▶ **Your goal**
Go through the data below. Pull out every line that has the word "rocky".

▶ **Point localization data**
**********

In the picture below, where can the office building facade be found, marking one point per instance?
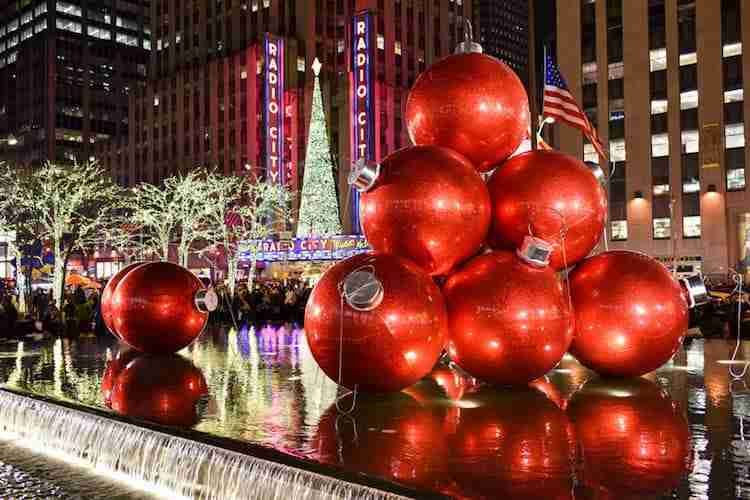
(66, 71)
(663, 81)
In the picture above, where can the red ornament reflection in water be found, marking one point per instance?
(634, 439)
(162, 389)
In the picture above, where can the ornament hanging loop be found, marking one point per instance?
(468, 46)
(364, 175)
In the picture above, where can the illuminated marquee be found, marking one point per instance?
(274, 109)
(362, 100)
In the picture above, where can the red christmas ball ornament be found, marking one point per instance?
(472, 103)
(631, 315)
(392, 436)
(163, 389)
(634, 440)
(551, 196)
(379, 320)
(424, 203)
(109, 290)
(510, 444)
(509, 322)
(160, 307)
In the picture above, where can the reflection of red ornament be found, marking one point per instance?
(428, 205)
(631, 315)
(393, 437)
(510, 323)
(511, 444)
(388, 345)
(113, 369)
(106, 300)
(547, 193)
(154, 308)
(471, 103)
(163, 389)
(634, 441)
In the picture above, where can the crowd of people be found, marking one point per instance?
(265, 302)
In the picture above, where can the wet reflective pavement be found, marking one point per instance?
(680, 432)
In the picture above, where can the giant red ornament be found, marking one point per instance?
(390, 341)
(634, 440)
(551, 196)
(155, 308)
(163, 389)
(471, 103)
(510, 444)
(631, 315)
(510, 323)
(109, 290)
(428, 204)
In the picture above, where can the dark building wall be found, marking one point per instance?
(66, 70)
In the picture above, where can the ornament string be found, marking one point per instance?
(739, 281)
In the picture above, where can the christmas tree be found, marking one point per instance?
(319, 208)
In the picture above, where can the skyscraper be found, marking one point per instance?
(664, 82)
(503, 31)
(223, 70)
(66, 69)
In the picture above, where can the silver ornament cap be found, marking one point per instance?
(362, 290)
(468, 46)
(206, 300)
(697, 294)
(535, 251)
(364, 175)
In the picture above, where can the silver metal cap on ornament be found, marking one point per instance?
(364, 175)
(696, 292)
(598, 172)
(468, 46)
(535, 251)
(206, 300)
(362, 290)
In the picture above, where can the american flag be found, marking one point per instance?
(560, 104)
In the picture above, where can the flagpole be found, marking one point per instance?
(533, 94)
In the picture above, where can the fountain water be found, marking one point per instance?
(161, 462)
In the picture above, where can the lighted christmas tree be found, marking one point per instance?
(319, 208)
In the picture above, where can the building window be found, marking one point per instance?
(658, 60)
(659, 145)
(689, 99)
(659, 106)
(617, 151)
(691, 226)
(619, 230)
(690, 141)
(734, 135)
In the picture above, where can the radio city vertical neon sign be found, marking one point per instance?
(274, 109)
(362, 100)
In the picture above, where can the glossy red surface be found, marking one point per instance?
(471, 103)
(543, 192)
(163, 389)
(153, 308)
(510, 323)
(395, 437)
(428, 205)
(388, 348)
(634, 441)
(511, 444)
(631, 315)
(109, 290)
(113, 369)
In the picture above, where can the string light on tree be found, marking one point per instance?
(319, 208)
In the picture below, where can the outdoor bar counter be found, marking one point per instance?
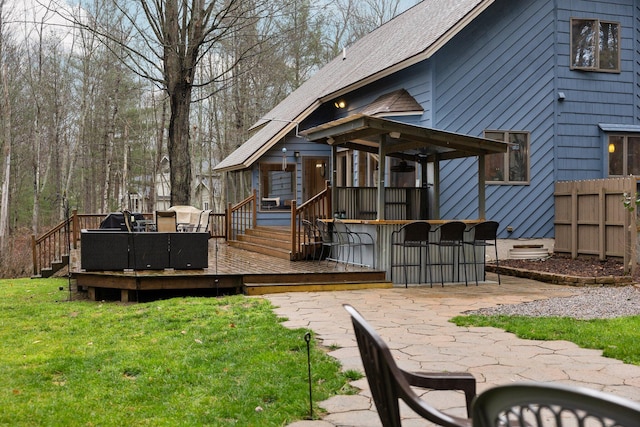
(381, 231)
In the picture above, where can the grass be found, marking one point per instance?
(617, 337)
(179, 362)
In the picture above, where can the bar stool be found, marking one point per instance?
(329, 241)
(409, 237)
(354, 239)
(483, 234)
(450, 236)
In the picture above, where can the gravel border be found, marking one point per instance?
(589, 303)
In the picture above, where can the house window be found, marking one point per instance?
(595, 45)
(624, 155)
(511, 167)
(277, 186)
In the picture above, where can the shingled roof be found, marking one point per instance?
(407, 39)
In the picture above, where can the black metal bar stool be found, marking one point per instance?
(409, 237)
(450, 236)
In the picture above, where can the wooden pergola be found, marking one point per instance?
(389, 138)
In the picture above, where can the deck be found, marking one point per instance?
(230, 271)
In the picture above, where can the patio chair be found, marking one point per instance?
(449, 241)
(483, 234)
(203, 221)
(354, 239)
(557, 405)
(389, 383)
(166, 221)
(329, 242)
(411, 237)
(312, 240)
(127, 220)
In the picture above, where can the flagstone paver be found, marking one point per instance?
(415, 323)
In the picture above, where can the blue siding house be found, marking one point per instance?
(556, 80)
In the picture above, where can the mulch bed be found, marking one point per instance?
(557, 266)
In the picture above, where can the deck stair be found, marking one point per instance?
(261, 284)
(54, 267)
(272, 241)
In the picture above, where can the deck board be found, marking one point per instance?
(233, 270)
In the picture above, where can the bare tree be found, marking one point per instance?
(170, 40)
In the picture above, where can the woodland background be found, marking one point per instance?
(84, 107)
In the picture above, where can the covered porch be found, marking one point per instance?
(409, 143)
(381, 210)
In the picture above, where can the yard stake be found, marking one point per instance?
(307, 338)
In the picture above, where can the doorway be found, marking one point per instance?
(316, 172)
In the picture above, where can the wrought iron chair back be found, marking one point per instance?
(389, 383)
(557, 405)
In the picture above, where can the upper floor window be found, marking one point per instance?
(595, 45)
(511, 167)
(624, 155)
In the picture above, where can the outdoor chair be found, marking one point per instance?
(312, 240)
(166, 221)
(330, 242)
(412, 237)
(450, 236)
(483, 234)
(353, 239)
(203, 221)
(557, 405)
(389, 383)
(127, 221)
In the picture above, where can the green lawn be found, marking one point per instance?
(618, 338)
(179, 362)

**********

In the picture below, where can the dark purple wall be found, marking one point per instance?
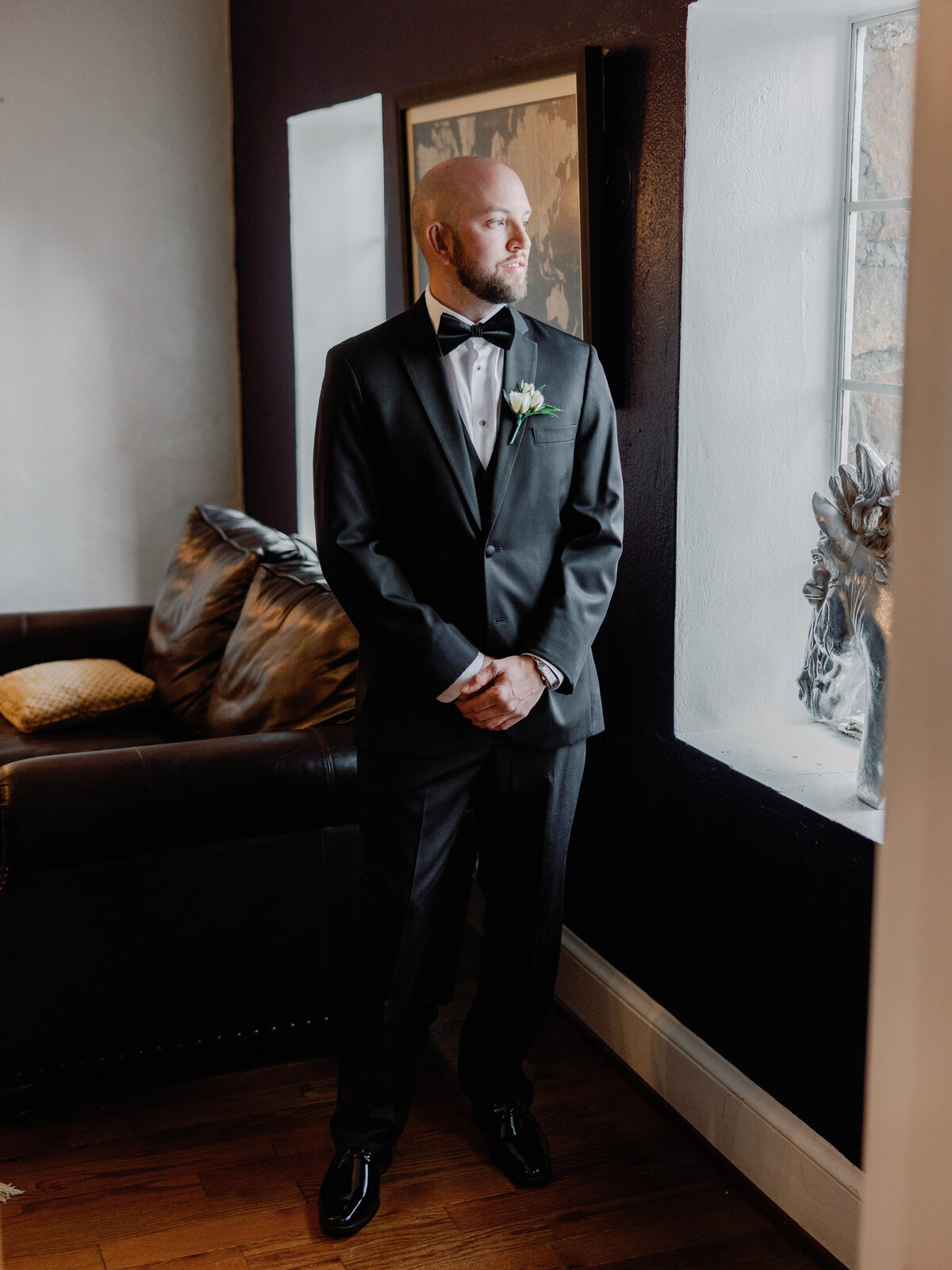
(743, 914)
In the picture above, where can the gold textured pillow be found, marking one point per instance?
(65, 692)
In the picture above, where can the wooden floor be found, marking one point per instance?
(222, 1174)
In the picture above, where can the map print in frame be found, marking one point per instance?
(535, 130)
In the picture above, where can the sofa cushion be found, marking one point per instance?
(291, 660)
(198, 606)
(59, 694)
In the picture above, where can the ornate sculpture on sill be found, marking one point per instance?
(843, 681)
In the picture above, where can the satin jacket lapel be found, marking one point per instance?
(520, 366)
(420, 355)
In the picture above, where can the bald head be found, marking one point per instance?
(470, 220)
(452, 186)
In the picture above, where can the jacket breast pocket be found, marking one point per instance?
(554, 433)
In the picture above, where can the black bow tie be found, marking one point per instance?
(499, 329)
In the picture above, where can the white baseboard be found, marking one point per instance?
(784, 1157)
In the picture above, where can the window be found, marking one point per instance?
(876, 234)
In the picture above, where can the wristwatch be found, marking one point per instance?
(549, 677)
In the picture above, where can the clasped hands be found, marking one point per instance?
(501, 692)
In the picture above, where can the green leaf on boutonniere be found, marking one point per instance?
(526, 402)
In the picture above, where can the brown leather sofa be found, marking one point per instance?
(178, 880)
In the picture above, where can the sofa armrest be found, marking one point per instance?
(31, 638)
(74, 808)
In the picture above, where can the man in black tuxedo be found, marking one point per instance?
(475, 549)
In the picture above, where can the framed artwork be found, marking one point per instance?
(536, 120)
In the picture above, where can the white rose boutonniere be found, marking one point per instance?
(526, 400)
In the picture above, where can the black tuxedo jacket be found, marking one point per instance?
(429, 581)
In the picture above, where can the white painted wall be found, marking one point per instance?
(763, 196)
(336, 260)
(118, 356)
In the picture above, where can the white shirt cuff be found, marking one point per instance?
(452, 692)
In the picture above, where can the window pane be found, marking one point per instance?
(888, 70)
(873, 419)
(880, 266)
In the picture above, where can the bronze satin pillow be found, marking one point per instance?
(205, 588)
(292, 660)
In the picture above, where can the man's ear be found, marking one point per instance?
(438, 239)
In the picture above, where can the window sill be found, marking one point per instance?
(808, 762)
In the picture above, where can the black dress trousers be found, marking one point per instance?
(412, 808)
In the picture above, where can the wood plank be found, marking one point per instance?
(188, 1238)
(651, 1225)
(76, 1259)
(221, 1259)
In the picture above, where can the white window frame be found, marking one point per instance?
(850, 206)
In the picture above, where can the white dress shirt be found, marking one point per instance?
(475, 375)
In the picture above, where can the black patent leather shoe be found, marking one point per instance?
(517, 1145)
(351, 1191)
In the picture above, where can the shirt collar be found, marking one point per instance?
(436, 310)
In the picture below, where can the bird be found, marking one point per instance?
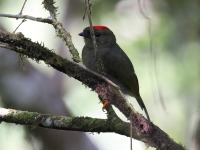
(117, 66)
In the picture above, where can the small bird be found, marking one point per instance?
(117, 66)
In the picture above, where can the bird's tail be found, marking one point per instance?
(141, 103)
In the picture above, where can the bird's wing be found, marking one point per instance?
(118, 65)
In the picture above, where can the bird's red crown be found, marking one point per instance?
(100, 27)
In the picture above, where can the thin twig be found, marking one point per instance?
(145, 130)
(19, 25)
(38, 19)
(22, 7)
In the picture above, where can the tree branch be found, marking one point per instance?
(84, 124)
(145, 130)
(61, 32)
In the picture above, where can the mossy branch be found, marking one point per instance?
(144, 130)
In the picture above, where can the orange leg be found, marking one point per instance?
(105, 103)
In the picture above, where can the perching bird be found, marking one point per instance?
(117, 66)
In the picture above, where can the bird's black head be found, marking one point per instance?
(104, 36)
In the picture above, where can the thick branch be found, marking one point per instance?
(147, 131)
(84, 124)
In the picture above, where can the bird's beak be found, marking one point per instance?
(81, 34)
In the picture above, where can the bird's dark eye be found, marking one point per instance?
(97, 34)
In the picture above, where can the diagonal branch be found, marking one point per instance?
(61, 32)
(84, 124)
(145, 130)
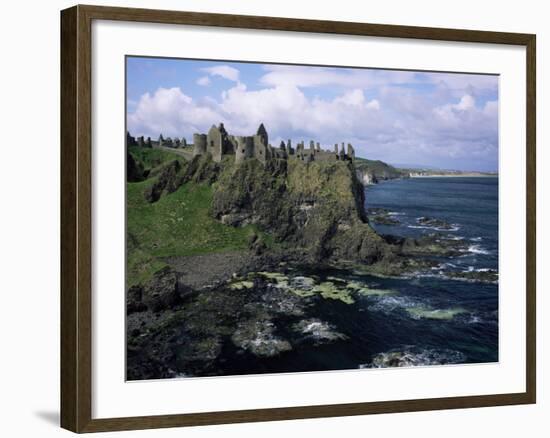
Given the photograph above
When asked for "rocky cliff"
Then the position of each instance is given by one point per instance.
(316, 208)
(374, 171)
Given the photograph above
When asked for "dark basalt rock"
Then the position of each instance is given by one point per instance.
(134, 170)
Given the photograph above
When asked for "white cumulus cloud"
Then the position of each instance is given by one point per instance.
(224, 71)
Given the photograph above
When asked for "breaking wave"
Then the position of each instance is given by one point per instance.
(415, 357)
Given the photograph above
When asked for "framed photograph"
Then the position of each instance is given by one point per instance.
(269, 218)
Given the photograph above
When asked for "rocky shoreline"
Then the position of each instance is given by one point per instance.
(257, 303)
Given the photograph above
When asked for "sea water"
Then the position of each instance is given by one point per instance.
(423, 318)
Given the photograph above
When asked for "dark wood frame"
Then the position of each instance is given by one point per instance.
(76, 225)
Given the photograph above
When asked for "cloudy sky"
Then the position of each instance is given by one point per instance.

**********

▶ **Solution to this task**
When asked for "rocky cliff"
When asked for "rocky shoreline"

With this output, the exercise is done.